# Judgement Call



## BookishBetrayal (Jul 30, 2011)

I just got my new little girl today and my breeder says to keep the wheel out for the first few days till they settle in and start eating regularly but...my girl is a climber so went ahead and gave her the wheel to try to deter the climbing but that only works for all of 10 minutes at a time. Should I maybe put her in the bath tub for the night till I can get some plexiglass tomorrow to line the sides of her cage? She's in a regular Guinea pig/chinchilla/rabbit cage one level till I move then I'm making a c&c with HIGH walls. The bath generally is the warmest room being that it's the smallest but i'm afraid the actual tub might get to cold though  Any Ideas its 11:38 where I am so I can't exactly run out and get something now.


----------



## Hedgieonboard (Nov 15, 2009)

I think it's okay that you put the wheel in, I would have done the same and have let them have it from the beginning. If you have to resort to the bathtub you can put a folded blanket so that the cage isn't directly on the floor. I'm not sure if it would be safe for the hedgehog to be in the bathtub by himself, I have heard of people doing it before when traveling but not sure of the safety. If you did have to though with no other choice I would put some non snagging type blanket to cover the bottom so it won't be cold and the hideout with hedgie blankets or hedgie bags etc. Be careful with shampoo bottles and such if you keep them in there, I had a scary thing happen once where a big one feel into the tube when mine was in there for a cage cleaning. Luckily it missed but could have been bad so I always share just in case.


----------

» **Job**: In the hedgehog forum thread above, translate this sentence into Spanish: "If you have to resort to the bathtub you can put a folded blanket so that the cage isn't directly on the floor."

» **Dataset content**:

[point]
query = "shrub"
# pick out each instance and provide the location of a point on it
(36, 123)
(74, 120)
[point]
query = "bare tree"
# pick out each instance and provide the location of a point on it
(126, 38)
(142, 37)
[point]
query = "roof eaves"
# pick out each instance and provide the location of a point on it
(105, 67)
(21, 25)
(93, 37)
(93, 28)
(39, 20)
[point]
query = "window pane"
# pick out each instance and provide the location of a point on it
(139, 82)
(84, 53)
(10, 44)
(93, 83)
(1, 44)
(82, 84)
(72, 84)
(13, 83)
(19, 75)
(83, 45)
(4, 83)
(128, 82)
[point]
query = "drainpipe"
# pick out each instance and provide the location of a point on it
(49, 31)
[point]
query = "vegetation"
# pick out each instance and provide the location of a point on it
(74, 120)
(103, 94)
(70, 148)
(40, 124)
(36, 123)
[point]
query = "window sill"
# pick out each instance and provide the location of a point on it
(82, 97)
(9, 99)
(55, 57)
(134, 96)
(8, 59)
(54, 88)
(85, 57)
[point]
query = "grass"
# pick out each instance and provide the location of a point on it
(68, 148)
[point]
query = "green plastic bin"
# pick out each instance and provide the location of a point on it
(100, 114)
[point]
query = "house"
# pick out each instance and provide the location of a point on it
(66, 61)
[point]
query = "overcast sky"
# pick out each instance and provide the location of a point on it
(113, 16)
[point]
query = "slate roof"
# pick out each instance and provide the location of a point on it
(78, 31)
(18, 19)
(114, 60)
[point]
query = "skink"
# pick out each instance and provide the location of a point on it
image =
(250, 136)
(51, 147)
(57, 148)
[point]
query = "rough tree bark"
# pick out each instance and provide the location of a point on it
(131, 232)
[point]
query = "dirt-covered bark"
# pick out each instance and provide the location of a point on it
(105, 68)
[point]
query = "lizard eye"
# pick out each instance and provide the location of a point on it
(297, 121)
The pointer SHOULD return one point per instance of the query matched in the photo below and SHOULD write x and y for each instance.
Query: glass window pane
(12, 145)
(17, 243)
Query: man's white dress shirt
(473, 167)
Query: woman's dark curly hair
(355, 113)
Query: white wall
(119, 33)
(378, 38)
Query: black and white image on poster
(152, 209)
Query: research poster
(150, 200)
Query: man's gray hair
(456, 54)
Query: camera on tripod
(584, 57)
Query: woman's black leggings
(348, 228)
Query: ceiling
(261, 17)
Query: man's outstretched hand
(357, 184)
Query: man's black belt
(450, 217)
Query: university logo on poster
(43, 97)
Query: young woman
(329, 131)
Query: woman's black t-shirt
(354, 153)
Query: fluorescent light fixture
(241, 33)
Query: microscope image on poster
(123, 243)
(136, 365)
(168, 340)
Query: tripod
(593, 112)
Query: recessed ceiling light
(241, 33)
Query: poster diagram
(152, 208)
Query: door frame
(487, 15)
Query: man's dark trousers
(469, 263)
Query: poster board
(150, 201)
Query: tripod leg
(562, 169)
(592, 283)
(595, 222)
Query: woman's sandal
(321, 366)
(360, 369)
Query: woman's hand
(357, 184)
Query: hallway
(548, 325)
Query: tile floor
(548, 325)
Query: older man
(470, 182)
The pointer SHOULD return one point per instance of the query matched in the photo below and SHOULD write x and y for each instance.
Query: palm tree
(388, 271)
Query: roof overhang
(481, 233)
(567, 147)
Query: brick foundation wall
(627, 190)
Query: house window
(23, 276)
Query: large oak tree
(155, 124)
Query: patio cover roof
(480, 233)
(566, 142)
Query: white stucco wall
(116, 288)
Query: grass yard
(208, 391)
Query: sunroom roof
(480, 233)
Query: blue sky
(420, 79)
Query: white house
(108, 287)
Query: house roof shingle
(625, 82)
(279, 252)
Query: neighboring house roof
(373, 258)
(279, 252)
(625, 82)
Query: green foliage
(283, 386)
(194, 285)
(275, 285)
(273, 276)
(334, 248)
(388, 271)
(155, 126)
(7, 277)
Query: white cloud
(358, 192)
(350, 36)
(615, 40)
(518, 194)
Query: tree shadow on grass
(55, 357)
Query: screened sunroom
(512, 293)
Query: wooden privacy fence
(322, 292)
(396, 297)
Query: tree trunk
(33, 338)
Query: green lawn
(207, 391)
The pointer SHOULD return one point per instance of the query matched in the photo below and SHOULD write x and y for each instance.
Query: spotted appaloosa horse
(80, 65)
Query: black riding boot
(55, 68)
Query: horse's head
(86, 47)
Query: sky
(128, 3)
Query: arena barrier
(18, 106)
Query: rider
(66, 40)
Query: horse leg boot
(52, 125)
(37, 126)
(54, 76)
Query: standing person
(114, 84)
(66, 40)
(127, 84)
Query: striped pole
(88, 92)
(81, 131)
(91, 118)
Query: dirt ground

» **Worked answer**: Si tienes que recurrir a la bañera, puedes poner una manta doblada para que la jaula no quede directamente sobre el suelo.